___ Page ___

En ouverture de leur congrès annuel 2013, les membres de l’Association suisse des musées (AMS), ceux de la section suisse du Conseil international des musées (ICOM), ainsi que des personnes intéressées par la question,  se sont réunis le 29 août au Musée d’art et d’histoire de Genève pour une réflexion sur les relations de partenariat public-privé dans le cadre des musées. Il est de fait que les musées pour l’accomplissement de leurs taches sont à la recherche de financements. Que ces financements proviennent du secteur public ou du secteur privé il est toujours bon de trouver de nouvelles sources de financements pour se prémunir de la réduction des subventions publiques ou du retrait d’un important mécène.  Ainsi, la mise en place de projets basés sur un partenariat public-privé peut se révéler profitable pour les deux parties. Pour les musées, cela permet de créer un cadre bien défini aux projets d’extensions, d’expositions, de réaménagements de salles, de mises en valeur des collections, de restaurations d’objets, de publications ou de programmes de médiation culturelle et de vérifier qu’ils sont en adéquation avec les souhaits de leur public. Pour les privés, cela permet de s’associer aux institutions muséales, afin de gagner en visibilité, une reconnaissance de la collectivité et obtenir des contreparties, comme la mise à disposition des espaces muséaux pour y organiser  des événements de relations publiques.

___ Jeu de lignes ___

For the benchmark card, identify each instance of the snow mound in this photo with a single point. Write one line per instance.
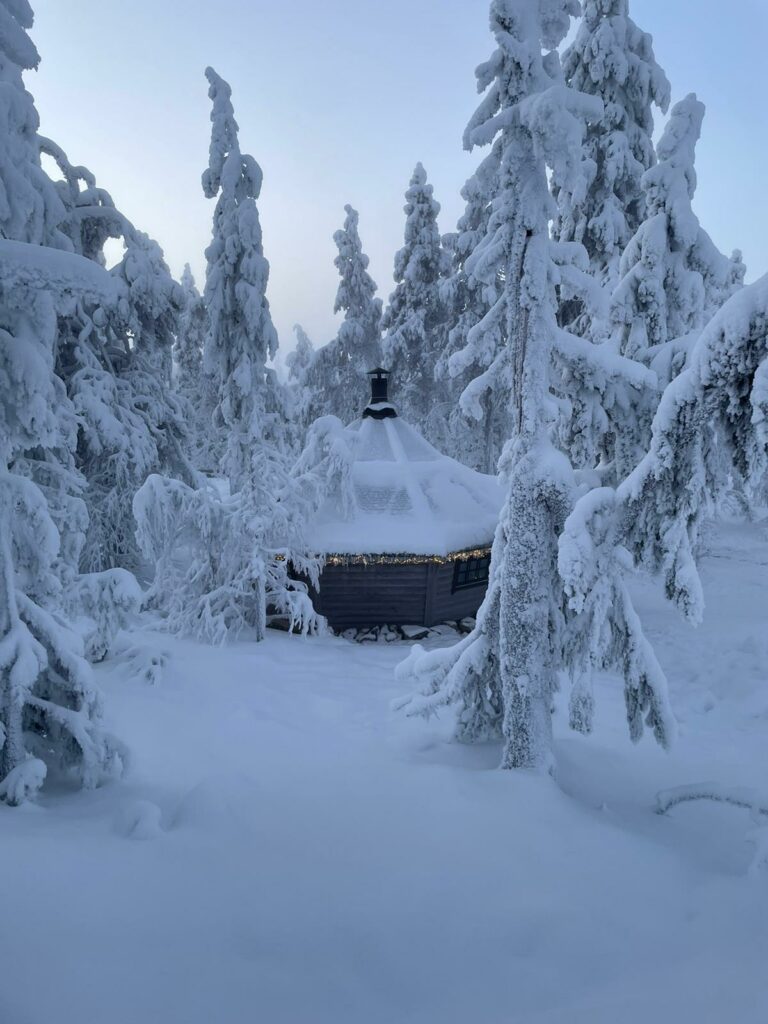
(40, 266)
(219, 804)
(23, 782)
(138, 819)
(403, 496)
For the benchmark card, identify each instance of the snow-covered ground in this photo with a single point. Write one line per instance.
(288, 850)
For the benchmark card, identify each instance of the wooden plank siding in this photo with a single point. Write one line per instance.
(356, 596)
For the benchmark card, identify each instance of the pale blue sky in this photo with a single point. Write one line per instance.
(337, 100)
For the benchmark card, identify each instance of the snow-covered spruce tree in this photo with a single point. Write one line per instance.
(503, 674)
(300, 387)
(242, 337)
(613, 59)
(49, 710)
(336, 381)
(717, 407)
(478, 417)
(299, 360)
(415, 321)
(192, 334)
(238, 549)
(673, 278)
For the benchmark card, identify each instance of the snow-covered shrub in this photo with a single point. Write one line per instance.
(612, 59)
(49, 710)
(102, 603)
(336, 381)
(415, 321)
(710, 426)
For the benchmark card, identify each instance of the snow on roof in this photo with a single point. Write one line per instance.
(406, 498)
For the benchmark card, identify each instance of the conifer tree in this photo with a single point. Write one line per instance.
(415, 320)
(612, 59)
(49, 709)
(238, 549)
(242, 338)
(337, 382)
(478, 420)
(503, 675)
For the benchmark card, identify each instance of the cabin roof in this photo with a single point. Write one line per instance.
(402, 496)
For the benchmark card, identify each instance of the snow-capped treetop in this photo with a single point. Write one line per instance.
(30, 208)
(356, 294)
(336, 381)
(718, 406)
(673, 276)
(613, 59)
(414, 321)
(190, 338)
(242, 337)
(15, 16)
(227, 169)
(299, 360)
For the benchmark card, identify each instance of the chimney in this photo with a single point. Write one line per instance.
(379, 408)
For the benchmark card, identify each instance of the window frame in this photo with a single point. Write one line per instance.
(470, 572)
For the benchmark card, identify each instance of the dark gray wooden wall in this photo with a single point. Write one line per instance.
(355, 596)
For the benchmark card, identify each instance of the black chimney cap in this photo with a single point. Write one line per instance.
(379, 407)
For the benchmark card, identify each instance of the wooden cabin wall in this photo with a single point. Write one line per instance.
(357, 596)
(353, 596)
(445, 605)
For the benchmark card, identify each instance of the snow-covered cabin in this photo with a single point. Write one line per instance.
(409, 540)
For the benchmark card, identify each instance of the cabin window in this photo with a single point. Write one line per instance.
(471, 572)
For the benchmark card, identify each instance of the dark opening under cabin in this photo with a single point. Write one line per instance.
(408, 537)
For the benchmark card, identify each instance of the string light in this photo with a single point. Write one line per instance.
(407, 559)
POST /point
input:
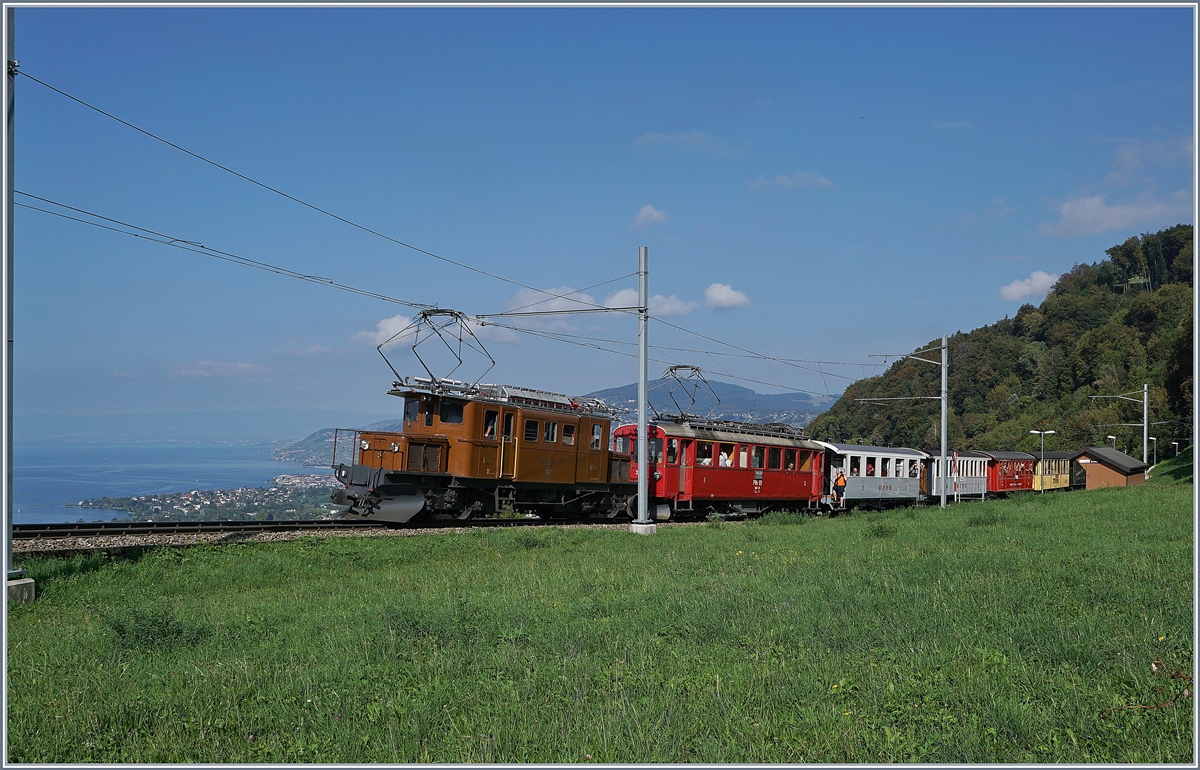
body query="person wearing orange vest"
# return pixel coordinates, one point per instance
(839, 489)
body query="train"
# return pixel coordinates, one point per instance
(467, 451)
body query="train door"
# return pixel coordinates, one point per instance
(684, 465)
(508, 443)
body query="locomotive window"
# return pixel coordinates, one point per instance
(450, 411)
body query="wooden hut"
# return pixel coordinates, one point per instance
(1105, 467)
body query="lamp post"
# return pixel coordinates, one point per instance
(1043, 474)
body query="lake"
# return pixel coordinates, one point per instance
(47, 476)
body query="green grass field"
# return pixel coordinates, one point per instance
(1000, 631)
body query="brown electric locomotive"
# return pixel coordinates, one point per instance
(485, 450)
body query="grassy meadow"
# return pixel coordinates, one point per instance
(1002, 631)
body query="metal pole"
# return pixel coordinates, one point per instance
(1145, 422)
(643, 467)
(10, 102)
(946, 368)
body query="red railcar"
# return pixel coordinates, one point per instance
(1009, 471)
(699, 467)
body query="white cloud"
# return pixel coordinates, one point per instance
(220, 368)
(384, 330)
(1091, 215)
(648, 215)
(658, 304)
(685, 140)
(723, 295)
(791, 181)
(1135, 155)
(1036, 286)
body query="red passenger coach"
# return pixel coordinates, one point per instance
(700, 467)
(1009, 471)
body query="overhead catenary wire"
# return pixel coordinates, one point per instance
(201, 248)
(550, 335)
(298, 200)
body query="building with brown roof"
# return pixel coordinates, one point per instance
(1105, 467)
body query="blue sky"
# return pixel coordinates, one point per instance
(817, 184)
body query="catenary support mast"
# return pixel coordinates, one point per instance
(946, 370)
(10, 101)
(643, 491)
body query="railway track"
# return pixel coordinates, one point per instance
(96, 529)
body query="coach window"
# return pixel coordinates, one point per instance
(450, 411)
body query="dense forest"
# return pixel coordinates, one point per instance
(1104, 329)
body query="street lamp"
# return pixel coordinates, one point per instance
(1043, 474)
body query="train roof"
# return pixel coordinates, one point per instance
(505, 393)
(1056, 455)
(730, 432)
(862, 449)
(997, 455)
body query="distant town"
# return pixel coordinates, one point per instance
(289, 497)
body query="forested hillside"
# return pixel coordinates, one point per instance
(1104, 329)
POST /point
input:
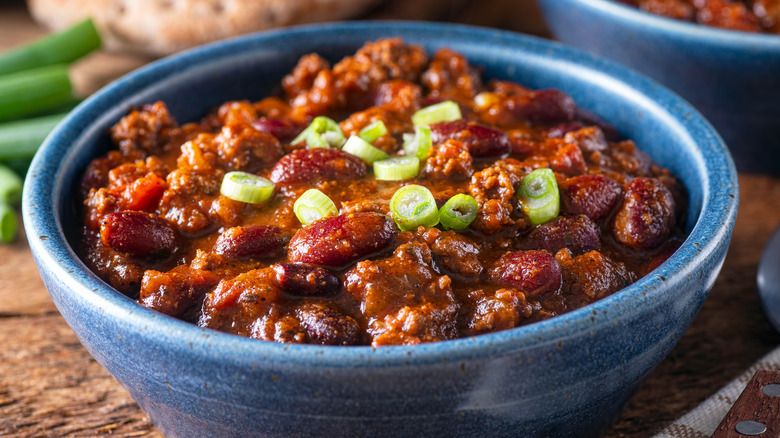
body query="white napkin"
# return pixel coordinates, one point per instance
(702, 421)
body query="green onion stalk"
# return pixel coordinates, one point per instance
(60, 48)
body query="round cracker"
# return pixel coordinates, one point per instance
(161, 27)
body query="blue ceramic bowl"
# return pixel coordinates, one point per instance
(568, 376)
(732, 77)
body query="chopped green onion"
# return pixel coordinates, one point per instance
(30, 91)
(418, 144)
(539, 196)
(20, 139)
(322, 132)
(313, 205)
(373, 131)
(363, 150)
(446, 111)
(413, 206)
(8, 223)
(60, 48)
(246, 187)
(458, 212)
(10, 186)
(396, 168)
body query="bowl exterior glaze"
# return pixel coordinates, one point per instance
(568, 376)
(733, 78)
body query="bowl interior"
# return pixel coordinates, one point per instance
(196, 81)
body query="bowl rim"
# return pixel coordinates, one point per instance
(53, 253)
(699, 33)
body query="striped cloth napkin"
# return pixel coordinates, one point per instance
(702, 421)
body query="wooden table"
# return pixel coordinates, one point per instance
(50, 386)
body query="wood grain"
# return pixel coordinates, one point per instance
(50, 386)
(755, 406)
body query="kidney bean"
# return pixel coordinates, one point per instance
(546, 107)
(591, 195)
(338, 240)
(646, 216)
(533, 272)
(308, 165)
(253, 241)
(304, 280)
(138, 233)
(481, 140)
(284, 130)
(144, 193)
(327, 326)
(579, 234)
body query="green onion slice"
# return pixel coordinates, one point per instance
(396, 168)
(446, 111)
(458, 212)
(539, 196)
(246, 187)
(413, 206)
(418, 144)
(313, 205)
(373, 131)
(363, 150)
(10, 186)
(323, 132)
(8, 223)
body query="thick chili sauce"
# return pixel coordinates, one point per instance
(742, 15)
(157, 228)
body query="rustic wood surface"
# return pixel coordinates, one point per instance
(754, 405)
(50, 386)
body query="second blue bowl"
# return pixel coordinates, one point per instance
(732, 77)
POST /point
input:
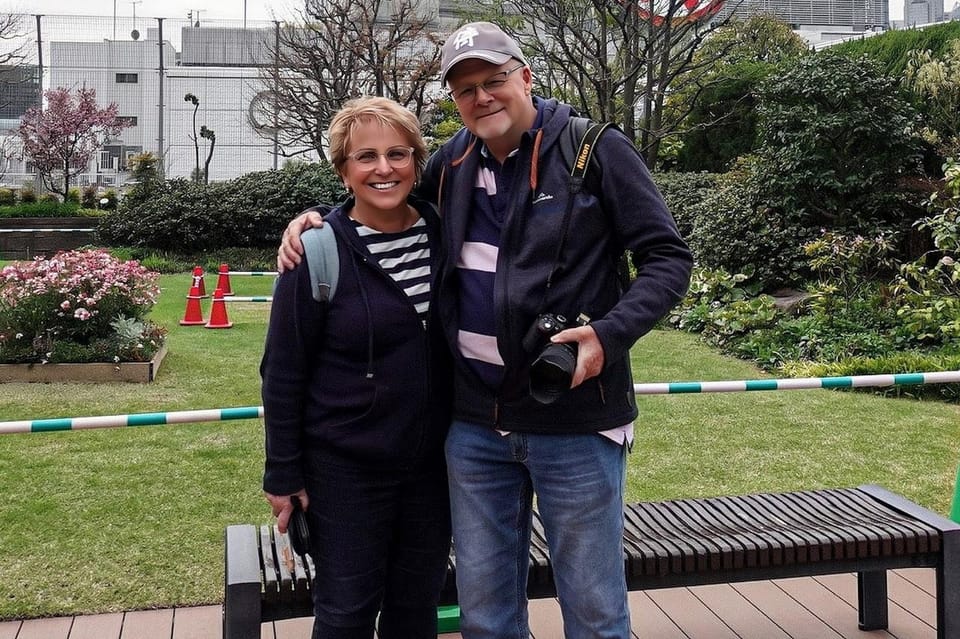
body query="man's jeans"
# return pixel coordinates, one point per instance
(578, 481)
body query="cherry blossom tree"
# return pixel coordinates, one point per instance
(62, 138)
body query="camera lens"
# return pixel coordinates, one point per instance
(552, 372)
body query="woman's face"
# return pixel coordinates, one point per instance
(380, 169)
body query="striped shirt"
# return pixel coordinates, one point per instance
(405, 256)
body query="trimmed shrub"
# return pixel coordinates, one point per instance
(45, 208)
(684, 191)
(249, 211)
(88, 197)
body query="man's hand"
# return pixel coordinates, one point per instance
(282, 507)
(589, 352)
(291, 250)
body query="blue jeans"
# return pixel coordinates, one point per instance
(380, 540)
(578, 481)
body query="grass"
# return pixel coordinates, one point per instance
(131, 518)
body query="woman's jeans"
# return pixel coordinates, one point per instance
(380, 542)
(578, 481)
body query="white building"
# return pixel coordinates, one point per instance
(220, 67)
(917, 12)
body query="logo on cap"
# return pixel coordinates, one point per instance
(464, 37)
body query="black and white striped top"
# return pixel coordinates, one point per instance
(405, 256)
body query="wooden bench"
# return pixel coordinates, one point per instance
(683, 542)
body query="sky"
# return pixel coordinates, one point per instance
(210, 9)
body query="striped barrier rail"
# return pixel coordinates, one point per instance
(798, 383)
(136, 419)
(670, 388)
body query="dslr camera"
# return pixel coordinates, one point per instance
(552, 370)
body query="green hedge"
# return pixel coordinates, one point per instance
(683, 192)
(42, 209)
(249, 211)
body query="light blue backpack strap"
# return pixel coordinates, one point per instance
(323, 260)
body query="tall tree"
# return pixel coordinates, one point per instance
(719, 100)
(341, 49)
(615, 60)
(62, 138)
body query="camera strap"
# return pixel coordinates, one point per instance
(578, 171)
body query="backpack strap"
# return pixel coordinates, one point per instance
(584, 133)
(323, 260)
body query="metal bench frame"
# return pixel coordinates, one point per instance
(684, 542)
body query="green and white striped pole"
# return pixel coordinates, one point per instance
(798, 383)
(669, 388)
(254, 273)
(955, 511)
(137, 419)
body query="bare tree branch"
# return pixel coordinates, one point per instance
(338, 50)
(614, 60)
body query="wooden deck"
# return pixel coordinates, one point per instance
(802, 608)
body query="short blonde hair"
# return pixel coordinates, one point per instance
(383, 111)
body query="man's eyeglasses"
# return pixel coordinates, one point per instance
(491, 85)
(397, 156)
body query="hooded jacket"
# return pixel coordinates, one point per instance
(622, 210)
(359, 377)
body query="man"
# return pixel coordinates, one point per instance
(514, 256)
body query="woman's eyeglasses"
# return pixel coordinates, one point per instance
(397, 157)
(491, 85)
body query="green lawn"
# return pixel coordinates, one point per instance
(119, 519)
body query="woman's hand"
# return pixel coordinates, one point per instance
(282, 507)
(291, 250)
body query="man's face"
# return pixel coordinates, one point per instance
(502, 111)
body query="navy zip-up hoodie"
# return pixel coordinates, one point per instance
(621, 210)
(359, 377)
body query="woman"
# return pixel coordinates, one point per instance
(355, 415)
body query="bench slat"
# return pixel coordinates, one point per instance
(866, 530)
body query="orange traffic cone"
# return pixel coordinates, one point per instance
(218, 312)
(198, 280)
(193, 314)
(223, 280)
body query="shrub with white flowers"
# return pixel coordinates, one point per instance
(78, 306)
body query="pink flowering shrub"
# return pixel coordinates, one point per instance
(77, 306)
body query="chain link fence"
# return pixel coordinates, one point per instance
(171, 78)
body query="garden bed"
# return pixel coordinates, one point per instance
(94, 372)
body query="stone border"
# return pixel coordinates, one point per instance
(94, 372)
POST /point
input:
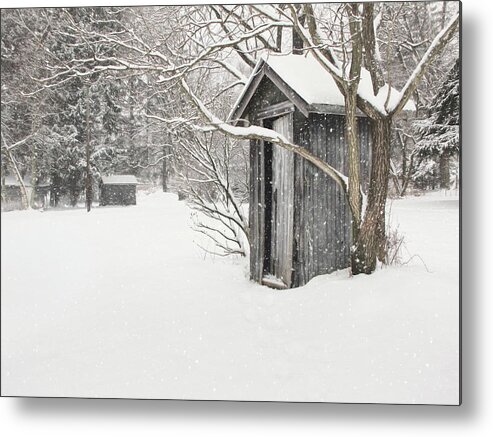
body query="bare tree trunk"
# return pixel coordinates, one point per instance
(88, 157)
(164, 169)
(24, 196)
(370, 244)
(350, 102)
(444, 172)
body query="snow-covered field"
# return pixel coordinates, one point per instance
(122, 303)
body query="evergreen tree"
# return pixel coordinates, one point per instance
(439, 133)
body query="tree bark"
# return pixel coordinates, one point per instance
(444, 171)
(370, 243)
(88, 156)
(164, 170)
(350, 103)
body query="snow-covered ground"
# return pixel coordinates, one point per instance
(121, 302)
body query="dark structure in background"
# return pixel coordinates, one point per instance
(118, 190)
(300, 224)
(12, 194)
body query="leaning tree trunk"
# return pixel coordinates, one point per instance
(370, 243)
(444, 171)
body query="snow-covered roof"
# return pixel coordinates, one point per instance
(313, 84)
(121, 179)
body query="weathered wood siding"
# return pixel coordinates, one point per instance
(322, 218)
(117, 194)
(282, 204)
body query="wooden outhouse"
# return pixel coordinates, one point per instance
(300, 224)
(118, 190)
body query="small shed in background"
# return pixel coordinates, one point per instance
(118, 190)
(12, 194)
(300, 223)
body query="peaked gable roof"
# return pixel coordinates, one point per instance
(307, 84)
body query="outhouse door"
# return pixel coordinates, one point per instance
(281, 244)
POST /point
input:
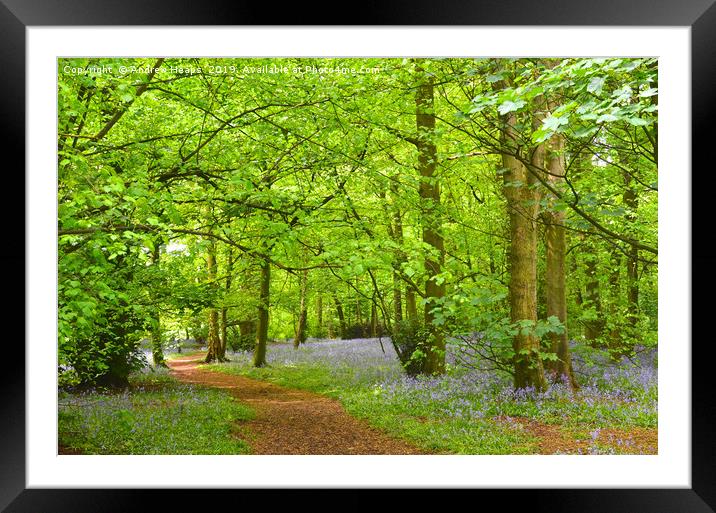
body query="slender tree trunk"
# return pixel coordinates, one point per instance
(632, 202)
(396, 232)
(157, 347)
(556, 252)
(615, 334)
(373, 318)
(593, 327)
(341, 316)
(411, 306)
(522, 206)
(300, 337)
(214, 340)
(263, 315)
(319, 312)
(225, 310)
(431, 218)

___

(Travail demandé)
[a] Énumérez tous les types de projets muséaux que la page cite comme pouvant bénéficier du cadre d'un partenariat public-privé.
[b] Répondez aux questions suivantes d'après la page :
(i) À quelle date et dans quel musée la réunion a-t-elle eu lieu ?
(ii) Quelles sont les deux organisations dont les membres se sont réunis ?
(iii) Quelle contrepartie la page donne-t-elle en exemple pour les privés ?

(Solutions)
[a]
- extensions
- expositions
- réaménagements de salles
- mises en valeur des collections
- restaurations d'objets
- publications
- programmes de médiation culturelle

[b]
(i) Le 29 août, au Musée d'art et d'histoire de Genève.
(ii) L'Association suisse des musées (AMS) et la section suisse du Conseil international des musées (ICOM).
(iii) La mise à disposition des espaces muséaux pour y organiser des événements de relations publiques.